▶ DOCUMENT PASSAGE:

“I’m around thirty years old, make $250k a year, feel totally stuck, and am not sure what to do next.”
I hear a variation of this several times a month. I usually answer in a few different ways.
First, I remind them they’re in a great spot many seek to reach and that it doesn’t make sense for them to be down on themselves -- so, chill for a minute.
If they want to start their own business, I remind them life will make it much harder to do at 35 or 40.
I also tell them (as politely as possible) that they should be honest with themselves about whether or not they’re built to start a company.
Truth is the vast majority of folks would be wise not to take the leap, and if you haven’t done so by 30, you need to understand why.
I also dig in to see why they don’t want to continue at their current job.
Perhaps they’re a couple of years away from that huge promotion, or their company is growing rapidly and the value of their equity is going up as well -- and it makes sense to keep pushing forward.
I also like to remind them that our knowledge and experience compound just like capital does and ask them what knowledge they’ve gained that gives them an edge.
Changing industries or even positions disrupts all that compounding and can set you back years.
I get asked why I don’t switch to large power centers or grocery-anchored centers.

Excerpts of pointing data
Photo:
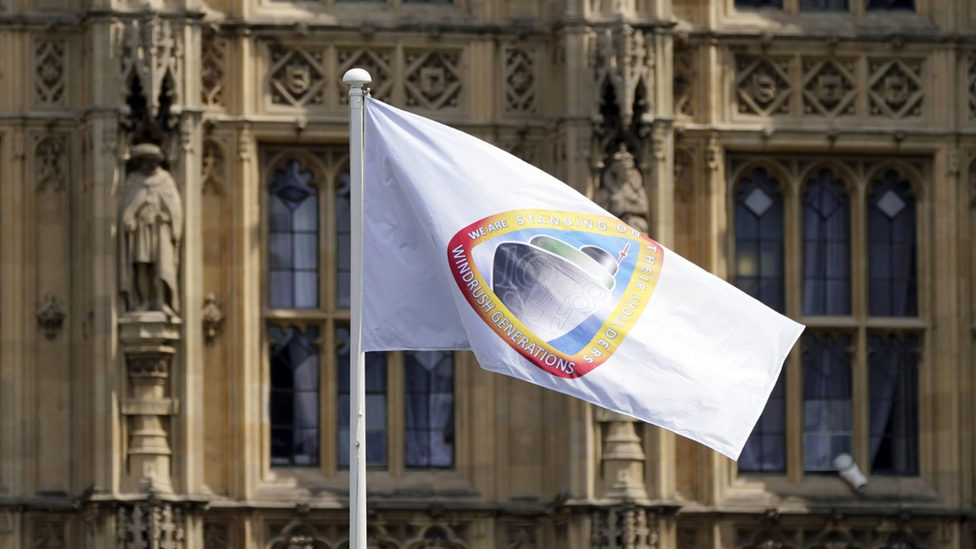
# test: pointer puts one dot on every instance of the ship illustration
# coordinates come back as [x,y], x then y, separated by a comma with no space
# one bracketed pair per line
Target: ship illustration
[552,286]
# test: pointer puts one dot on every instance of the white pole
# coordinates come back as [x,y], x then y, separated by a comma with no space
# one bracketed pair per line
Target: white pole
[356,79]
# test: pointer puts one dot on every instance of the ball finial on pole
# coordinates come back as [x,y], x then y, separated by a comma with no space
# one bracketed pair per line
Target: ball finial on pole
[357,78]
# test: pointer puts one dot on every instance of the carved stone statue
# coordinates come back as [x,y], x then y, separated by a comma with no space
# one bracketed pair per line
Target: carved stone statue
[150,231]
[622,191]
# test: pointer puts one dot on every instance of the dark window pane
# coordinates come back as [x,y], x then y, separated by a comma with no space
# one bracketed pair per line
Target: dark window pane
[894,404]
[759,4]
[891,4]
[429,409]
[823,5]
[293,238]
[375,405]
[294,398]
[891,247]
[826,246]
[826,399]
[765,451]
[759,238]
[343,235]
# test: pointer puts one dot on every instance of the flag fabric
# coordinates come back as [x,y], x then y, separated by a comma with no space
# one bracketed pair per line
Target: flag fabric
[468,247]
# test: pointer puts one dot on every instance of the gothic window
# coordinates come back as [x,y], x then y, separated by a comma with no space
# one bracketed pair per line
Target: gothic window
[894,404]
[376,407]
[409,395]
[823,5]
[827,395]
[891,247]
[759,238]
[854,382]
[765,451]
[778,4]
[891,4]
[293,243]
[759,273]
[294,399]
[826,246]
[429,409]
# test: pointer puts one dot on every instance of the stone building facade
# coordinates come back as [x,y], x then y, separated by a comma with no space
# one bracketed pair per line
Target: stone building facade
[173,269]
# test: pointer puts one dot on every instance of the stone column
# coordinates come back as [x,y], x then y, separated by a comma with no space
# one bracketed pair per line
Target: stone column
[623,459]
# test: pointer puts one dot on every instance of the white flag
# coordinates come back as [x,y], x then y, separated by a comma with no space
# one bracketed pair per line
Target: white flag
[466,246]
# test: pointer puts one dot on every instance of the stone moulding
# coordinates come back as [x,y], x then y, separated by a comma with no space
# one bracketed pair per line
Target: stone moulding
[148,342]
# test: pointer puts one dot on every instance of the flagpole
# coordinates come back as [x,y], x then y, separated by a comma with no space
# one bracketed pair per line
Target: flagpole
[357,80]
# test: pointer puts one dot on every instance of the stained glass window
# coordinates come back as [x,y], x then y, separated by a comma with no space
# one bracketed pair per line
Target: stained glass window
[826,246]
[759,238]
[376,415]
[293,239]
[294,398]
[826,400]
[759,273]
[894,404]
[343,242]
[892,284]
[765,451]
[429,409]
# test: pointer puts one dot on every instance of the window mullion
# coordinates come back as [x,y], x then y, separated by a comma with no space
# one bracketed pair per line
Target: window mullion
[793,271]
[395,405]
[861,409]
[862,403]
[794,415]
[328,388]
[327,243]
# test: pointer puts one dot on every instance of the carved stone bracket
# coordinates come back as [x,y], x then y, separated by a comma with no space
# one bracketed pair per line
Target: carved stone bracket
[148,344]
[50,316]
[629,526]
[150,524]
[213,318]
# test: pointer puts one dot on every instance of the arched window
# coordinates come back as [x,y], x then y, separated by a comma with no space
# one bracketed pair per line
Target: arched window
[294,399]
[410,400]
[759,272]
[759,238]
[853,387]
[293,239]
[826,246]
[892,284]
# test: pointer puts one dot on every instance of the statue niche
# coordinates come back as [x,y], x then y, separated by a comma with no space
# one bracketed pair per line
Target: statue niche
[150,231]
[621,190]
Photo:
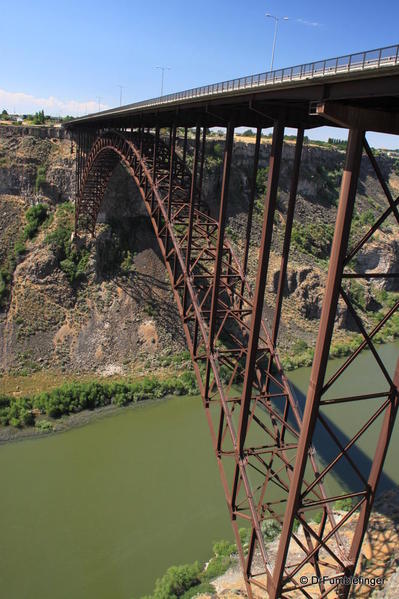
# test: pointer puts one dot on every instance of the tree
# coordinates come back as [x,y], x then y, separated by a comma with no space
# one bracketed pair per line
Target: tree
[39,118]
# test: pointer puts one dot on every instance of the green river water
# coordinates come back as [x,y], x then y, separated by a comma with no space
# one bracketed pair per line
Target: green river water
[99,512]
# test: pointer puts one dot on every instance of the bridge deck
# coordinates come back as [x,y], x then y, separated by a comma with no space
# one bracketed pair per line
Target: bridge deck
[368,79]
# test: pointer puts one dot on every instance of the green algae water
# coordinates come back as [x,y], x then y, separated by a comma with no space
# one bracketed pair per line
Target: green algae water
[100,512]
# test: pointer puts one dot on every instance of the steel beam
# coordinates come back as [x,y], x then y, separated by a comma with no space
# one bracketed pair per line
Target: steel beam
[263,263]
[330,302]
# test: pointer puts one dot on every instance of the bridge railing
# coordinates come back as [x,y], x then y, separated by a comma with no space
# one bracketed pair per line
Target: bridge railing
[361,61]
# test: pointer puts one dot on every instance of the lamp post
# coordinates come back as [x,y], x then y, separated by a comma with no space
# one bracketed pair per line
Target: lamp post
[276,20]
[163,69]
[121,88]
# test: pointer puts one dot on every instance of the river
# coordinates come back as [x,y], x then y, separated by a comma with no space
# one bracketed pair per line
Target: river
[99,512]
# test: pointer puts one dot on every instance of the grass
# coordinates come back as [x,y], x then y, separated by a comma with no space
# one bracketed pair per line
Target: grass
[78,396]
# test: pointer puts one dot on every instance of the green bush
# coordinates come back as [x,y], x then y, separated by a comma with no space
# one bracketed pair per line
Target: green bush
[270,530]
[343,504]
[204,587]
[44,425]
[224,548]
[72,260]
[217,566]
[313,238]
[35,216]
[40,178]
[75,397]
[176,581]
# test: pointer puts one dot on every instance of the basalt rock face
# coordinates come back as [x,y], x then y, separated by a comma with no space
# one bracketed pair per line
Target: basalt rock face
[119,312]
[117,308]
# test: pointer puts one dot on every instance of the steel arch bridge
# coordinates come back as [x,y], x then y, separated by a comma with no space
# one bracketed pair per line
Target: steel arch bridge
[263,440]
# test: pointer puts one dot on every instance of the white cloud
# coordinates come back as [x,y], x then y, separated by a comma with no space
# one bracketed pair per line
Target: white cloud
[23,103]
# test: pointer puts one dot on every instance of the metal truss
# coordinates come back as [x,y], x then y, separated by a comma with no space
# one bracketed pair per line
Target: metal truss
[263,443]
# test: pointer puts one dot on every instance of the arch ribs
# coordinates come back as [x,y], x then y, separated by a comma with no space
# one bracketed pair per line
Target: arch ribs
[263,443]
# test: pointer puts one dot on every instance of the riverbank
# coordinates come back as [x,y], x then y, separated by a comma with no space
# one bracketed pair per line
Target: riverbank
[377,562]
[73,403]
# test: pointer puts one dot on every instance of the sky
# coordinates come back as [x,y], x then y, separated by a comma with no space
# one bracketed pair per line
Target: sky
[69,57]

▶ GOAL A:
List every line of the rows that contains the word "building", copying each line in full; case counts.
▶ GOAL B:
Write the next part of the career-advice piece, picking up after its final sentence.
The career-advice piece and the rows come from unrelated sources.

▶ TASK ANSWER A:
# test: pointer puts one dot on every instance of the stone building facade
Target: stone building facade

▶ TASK ANSWER B:
It’s because the longer I focus on strip malls, the better I’m going to be at it -- and that knowledge has been compounding annually since 2002.
Disrupting it is very expensive.
I think that if you’re not an entrepreneur (and the harsh reality is that the vast majority just aren’t) and you don’t have a compelling reason to leave, you should double down.
Find a way to reenergize in your current role.
Put your head down and get laser-focused on what you’re doing right now.
Find ways to get better faster. Speak up more at meetings. Make an effort to create better & more meaningful connections at the company and with customers.
It’s a marathon, and you’ve been running for a while.
Many of your colleagues feel the same way you do, and they’ll jump off -- and they will be set way back.
So the answer, in the vast majority of cases:
You’re doing great. You’re on your way. Keep going!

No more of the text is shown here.